In the entries below, repeat word for word the lines starting with the line containing "Task: If you could tag each instance of the gold" and going on through the line containing "<point>51,250</point>", including both of those lines.

⁂

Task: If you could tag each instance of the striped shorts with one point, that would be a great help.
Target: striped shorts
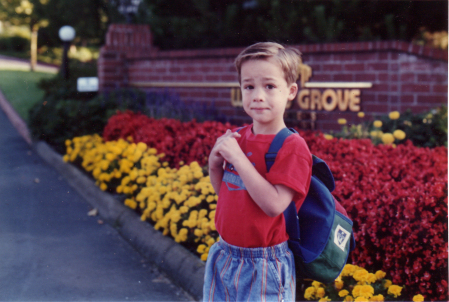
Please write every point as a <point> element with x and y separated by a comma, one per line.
<point>249,274</point>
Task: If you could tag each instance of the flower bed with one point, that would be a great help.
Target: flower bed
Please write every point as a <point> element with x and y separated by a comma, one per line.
<point>397,197</point>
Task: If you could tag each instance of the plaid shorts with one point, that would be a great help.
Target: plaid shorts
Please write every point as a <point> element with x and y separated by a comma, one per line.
<point>249,274</point>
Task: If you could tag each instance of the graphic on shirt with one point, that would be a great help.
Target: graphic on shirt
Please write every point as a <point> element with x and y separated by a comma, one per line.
<point>233,181</point>
<point>341,236</point>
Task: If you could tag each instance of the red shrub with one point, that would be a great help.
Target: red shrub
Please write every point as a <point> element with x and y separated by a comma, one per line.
<point>397,197</point>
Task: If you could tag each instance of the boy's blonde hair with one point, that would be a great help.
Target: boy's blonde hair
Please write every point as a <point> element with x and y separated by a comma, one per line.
<point>289,59</point>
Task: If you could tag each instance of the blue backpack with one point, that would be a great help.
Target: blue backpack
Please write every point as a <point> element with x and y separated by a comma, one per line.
<point>320,233</point>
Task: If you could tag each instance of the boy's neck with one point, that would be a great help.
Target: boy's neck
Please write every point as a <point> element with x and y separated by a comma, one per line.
<point>267,129</point>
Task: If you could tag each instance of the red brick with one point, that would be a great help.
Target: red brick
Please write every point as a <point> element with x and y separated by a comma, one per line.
<point>365,77</point>
<point>343,77</point>
<point>432,77</point>
<point>377,66</point>
<point>374,108</point>
<point>383,77</point>
<point>408,99</point>
<point>354,67</point>
<point>196,78</point>
<point>211,78</point>
<point>415,88</point>
<point>439,88</point>
<point>408,77</point>
<point>228,78</point>
<point>432,99</point>
<point>419,108</point>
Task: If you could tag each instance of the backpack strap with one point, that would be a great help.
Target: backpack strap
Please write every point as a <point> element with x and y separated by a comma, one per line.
<point>290,213</point>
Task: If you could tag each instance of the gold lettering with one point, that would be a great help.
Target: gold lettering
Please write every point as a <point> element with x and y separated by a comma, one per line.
<point>329,93</point>
<point>304,99</point>
<point>315,99</point>
<point>343,103</point>
<point>354,102</point>
<point>236,97</point>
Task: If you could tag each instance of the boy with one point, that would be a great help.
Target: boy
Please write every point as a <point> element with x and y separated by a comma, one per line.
<point>252,261</point>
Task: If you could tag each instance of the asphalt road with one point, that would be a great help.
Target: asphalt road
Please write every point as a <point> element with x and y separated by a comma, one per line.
<point>51,250</point>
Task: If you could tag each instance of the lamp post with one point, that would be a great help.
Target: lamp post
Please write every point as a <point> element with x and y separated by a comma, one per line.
<point>66,34</point>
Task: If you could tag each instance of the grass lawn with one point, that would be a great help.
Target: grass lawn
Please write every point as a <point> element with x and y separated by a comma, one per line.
<point>20,89</point>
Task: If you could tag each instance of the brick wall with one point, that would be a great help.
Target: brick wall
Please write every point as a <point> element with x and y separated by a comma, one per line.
<point>403,75</point>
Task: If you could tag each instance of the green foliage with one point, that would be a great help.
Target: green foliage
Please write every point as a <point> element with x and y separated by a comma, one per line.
<point>428,129</point>
<point>16,44</point>
<point>207,23</point>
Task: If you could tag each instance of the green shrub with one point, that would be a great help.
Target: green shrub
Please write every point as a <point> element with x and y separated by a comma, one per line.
<point>14,43</point>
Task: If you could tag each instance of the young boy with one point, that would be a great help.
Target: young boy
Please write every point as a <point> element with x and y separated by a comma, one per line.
<point>252,261</point>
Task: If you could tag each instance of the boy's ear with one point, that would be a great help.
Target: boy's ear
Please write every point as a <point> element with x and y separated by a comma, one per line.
<point>293,91</point>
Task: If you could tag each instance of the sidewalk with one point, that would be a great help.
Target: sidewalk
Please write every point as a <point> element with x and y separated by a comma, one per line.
<point>52,250</point>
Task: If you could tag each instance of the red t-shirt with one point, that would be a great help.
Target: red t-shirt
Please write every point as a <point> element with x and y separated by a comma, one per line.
<point>239,220</point>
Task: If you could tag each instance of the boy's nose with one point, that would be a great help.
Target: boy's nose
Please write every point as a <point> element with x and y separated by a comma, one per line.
<point>258,95</point>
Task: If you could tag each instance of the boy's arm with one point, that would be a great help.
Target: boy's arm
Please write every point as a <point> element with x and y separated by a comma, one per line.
<point>272,199</point>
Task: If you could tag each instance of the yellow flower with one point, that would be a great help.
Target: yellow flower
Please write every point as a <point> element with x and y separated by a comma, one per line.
<point>341,121</point>
<point>418,298</point>
<point>387,138</point>
<point>394,290</point>
<point>320,292</point>
<point>394,115</point>
<point>378,298</point>
<point>204,257</point>
<point>310,293</point>
<point>367,291</point>
<point>371,278</point>
<point>316,284</point>
<point>377,124</point>
<point>201,248</point>
<point>339,284</point>
<point>380,275</point>
<point>361,275</point>
<point>399,134</point>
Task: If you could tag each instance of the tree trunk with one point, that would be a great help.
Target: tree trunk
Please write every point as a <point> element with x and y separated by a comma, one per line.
<point>33,60</point>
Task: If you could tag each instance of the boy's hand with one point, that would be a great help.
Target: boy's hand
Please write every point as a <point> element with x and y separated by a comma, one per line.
<point>225,149</point>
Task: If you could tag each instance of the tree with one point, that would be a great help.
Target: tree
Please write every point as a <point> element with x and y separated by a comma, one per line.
<point>225,23</point>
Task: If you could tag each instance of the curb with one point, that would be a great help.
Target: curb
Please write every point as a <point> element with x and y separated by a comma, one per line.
<point>165,253</point>
<point>180,265</point>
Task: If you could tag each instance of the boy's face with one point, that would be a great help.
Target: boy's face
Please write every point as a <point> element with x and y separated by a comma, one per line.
<point>265,94</point>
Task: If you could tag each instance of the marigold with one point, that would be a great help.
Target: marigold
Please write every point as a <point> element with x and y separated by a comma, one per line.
<point>310,293</point>
<point>418,298</point>
<point>387,138</point>
<point>378,298</point>
<point>320,292</point>
<point>377,124</point>
<point>341,121</point>
<point>395,290</point>
<point>399,134</point>
<point>387,283</point>
<point>380,274</point>
<point>394,115</point>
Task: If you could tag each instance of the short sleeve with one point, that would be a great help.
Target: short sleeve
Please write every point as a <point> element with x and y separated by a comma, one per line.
<point>293,167</point>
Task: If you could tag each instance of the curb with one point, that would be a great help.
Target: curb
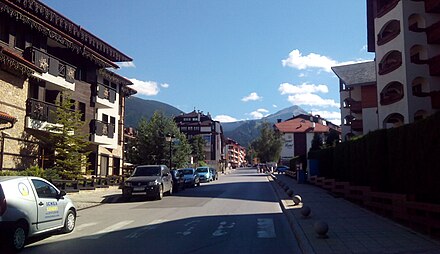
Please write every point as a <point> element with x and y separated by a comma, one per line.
<point>300,236</point>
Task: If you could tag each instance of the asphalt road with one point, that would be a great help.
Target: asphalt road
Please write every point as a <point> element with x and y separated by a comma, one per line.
<point>238,213</point>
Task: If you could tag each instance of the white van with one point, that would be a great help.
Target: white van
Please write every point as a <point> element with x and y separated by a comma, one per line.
<point>31,206</point>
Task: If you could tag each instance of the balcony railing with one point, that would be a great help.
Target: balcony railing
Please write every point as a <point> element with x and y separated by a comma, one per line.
<point>432,6</point>
<point>102,129</point>
<point>51,64</point>
<point>357,125</point>
<point>40,110</point>
<point>433,33</point>
<point>434,66</point>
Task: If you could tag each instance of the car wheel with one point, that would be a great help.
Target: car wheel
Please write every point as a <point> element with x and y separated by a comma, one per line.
<point>69,224</point>
<point>160,193</point>
<point>18,236</point>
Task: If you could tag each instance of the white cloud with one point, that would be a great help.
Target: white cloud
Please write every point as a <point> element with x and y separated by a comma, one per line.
<point>127,65</point>
<point>287,88</point>
<point>225,119</point>
<point>252,97</point>
<point>259,113</point>
<point>298,61</point>
<point>149,88</point>
<point>311,100</point>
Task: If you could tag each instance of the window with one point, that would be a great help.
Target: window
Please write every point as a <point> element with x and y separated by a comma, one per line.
<point>44,190</point>
<point>82,109</point>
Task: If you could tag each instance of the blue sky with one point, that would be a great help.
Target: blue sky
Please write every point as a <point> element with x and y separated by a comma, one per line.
<point>234,59</point>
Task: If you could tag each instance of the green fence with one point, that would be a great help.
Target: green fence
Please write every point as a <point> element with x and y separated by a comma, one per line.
<point>399,160</point>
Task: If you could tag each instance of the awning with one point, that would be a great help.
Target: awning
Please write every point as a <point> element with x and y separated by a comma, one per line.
<point>6,121</point>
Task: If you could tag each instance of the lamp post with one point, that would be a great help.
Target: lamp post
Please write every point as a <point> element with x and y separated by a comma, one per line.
<point>170,138</point>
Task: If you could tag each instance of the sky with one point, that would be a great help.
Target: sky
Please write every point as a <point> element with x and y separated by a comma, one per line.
<point>234,59</point>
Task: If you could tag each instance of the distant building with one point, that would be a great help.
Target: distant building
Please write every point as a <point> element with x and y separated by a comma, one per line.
<point>235,154</point>
<point>298,132</point>
<point>196,123</point>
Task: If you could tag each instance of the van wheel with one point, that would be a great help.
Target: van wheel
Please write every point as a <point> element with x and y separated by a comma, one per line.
<point>69,224</point>
<point>18,237</point>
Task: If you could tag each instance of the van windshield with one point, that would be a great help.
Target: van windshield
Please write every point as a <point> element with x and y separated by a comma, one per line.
<point>146,171</point>
<point>203,170</point>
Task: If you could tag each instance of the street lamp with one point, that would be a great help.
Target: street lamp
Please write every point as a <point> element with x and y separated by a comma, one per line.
<point>170,138</point>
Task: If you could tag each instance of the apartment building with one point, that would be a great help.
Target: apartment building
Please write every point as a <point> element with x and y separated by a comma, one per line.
<point>235,154</point>
<point>44,55</point>
<point>297,134</point>
<point>196,123</point>
<point>358,98</point>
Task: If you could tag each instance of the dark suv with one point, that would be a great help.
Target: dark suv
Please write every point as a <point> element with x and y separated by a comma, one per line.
<point>152,180</point>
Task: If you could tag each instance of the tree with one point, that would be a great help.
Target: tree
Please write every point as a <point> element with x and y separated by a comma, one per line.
<point>67,142</point>
<point>268,145</point>
<point>151,146</point>
<point>197,146</point>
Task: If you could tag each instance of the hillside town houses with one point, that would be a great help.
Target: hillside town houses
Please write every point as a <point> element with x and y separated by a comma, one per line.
<point>43,55</point>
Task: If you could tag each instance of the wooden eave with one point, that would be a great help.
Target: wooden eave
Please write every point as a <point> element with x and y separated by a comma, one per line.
<point>52,24</point>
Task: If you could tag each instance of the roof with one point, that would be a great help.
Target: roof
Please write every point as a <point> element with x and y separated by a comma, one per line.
<point>356,74</point>
<point>299,125</point>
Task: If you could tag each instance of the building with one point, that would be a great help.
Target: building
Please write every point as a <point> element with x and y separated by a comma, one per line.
<point>44,55</point>
<point>298,132</point>
<point>235,154</point>
<point>358,98</point>
<point>196,123</point>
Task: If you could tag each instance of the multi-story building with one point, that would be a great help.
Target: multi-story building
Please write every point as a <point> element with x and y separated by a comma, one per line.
<point>196,123</point>
<point>298,132</point>
<point>43,56</point>
<point>235,154</point>
<point>358,98</point>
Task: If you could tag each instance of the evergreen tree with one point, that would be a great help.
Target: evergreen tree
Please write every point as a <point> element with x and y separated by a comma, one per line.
<point>67,142</point>
<point>268,145</point>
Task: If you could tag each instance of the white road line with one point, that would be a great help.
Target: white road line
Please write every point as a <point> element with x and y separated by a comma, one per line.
<point>265,228</point>
<point>107,230</point>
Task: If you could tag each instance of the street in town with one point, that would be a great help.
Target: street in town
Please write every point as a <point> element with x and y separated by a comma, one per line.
<point>238,213</point>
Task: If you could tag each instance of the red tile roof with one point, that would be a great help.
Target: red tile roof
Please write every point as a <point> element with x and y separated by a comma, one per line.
<point>300,125</point>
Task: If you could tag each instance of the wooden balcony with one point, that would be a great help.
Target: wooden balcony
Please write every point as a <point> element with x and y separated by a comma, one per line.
<point>433,33</point>
<point>434,66</point>
<point>432,6</point>
<point>357,125</point>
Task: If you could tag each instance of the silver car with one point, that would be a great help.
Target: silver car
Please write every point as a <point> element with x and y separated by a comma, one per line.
<point>31,206</point>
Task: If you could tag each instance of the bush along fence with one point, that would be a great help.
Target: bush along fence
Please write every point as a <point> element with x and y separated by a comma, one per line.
<point>395,172</point>
<point>88,183</point>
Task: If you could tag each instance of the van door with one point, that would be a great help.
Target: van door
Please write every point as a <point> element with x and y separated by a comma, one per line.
<point>50,209</point>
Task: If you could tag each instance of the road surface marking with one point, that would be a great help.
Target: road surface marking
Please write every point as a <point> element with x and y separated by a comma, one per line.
<point>107,230</point>
<point>265,228</point>
<point>222,228</point>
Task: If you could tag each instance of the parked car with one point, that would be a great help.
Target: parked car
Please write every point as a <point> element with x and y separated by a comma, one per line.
<point>152,180</point>
<point>204,174</point>
<point>191,177</point>
<point>282,169</point>
<point>178,180</point>
<point>30,206</point>
<point>214,174</point>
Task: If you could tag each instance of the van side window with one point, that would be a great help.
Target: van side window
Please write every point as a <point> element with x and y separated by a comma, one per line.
<point>44,190</point>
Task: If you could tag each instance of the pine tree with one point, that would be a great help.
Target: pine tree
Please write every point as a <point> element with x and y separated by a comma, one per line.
<point>66,141</point>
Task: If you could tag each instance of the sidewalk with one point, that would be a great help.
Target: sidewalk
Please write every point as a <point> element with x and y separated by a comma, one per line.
<point>352,229</point>
<point>90,198</point>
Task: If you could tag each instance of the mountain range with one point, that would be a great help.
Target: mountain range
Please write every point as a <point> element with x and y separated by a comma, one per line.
<point>244,132</point>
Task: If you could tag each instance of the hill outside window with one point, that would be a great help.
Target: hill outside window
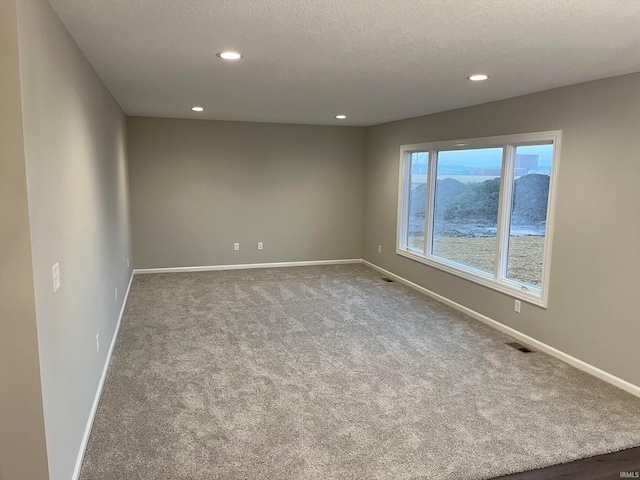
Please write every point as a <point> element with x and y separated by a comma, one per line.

⁂

### TASK RESULT
Task: If you could tag each instance of the gold lettering with one point, that would be a great help.
Target: gold lettering
Please write every point as a <point> element with x and y separated by a comma, one per line.
<point>329,93</point>
<point>304,99</point>
<point>315,99</point>
<point>343,103</point>
<point>354,102</point>
<point>236,97</point>
Task: If you could tag each instance of the boy with one point, that would be a great help.
Target: boy
Please write every point as a <point> element with x and y separated by a comma, one per line.
<point>252,261</point>
Task: If you could tag each instance of the asphalt road with one point, that would be a great help.
Target: asphalt road
Please write every point as a <point> element with x and y separated by a comma, one per line.
<point>51,250</point>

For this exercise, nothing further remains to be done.